** BEGIN Input data **

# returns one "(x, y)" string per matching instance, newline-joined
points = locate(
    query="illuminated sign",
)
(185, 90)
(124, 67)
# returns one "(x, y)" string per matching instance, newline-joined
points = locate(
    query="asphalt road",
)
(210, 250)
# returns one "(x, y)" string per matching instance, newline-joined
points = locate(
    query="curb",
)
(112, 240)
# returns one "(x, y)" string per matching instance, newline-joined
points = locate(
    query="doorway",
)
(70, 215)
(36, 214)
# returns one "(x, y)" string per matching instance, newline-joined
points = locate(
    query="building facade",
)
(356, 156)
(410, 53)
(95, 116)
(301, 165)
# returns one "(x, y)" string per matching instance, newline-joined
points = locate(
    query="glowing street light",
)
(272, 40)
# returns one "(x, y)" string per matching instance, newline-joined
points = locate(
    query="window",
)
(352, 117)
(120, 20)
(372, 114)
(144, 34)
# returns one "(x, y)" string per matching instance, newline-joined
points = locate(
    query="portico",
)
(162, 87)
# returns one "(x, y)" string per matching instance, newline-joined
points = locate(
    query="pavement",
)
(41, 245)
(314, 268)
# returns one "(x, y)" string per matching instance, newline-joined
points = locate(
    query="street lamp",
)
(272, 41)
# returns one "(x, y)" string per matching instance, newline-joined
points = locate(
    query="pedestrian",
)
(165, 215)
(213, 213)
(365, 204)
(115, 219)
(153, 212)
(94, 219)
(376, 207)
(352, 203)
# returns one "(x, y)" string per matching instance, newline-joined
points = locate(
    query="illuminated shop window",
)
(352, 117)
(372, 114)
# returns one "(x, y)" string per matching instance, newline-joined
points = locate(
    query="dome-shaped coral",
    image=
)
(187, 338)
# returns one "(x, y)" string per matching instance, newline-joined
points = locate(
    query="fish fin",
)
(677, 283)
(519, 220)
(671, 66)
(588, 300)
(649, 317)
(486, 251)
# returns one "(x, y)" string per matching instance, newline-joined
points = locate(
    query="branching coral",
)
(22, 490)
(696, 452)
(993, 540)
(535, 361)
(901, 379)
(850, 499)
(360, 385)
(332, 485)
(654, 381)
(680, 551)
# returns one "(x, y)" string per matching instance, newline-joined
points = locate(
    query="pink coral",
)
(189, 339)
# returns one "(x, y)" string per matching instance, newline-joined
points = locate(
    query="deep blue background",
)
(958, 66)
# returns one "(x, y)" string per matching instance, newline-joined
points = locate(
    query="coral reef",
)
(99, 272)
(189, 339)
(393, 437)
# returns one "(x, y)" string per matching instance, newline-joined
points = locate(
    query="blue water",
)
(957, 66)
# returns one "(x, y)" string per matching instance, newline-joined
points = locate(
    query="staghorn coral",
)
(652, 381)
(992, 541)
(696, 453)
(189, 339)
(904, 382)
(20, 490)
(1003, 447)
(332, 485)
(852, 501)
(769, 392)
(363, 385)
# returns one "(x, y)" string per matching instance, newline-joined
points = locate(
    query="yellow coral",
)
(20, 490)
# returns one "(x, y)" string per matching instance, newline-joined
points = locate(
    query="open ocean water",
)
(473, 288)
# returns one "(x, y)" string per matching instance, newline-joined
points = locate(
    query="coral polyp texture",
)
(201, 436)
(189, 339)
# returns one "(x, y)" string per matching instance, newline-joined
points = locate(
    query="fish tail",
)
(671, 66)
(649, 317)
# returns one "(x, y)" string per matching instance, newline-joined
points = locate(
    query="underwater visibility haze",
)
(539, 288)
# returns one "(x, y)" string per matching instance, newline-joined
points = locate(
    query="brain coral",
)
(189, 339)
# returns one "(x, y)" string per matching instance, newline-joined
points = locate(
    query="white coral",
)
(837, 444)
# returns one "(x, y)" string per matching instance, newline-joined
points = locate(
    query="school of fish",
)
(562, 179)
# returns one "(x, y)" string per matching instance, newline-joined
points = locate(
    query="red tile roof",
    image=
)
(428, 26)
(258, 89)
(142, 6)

** END Input data **

**What is asked**
Please extract every line in the data above that contains the string "blue". Letter case matters.

**Result below**
    query="deep blue background",
    query="blue water",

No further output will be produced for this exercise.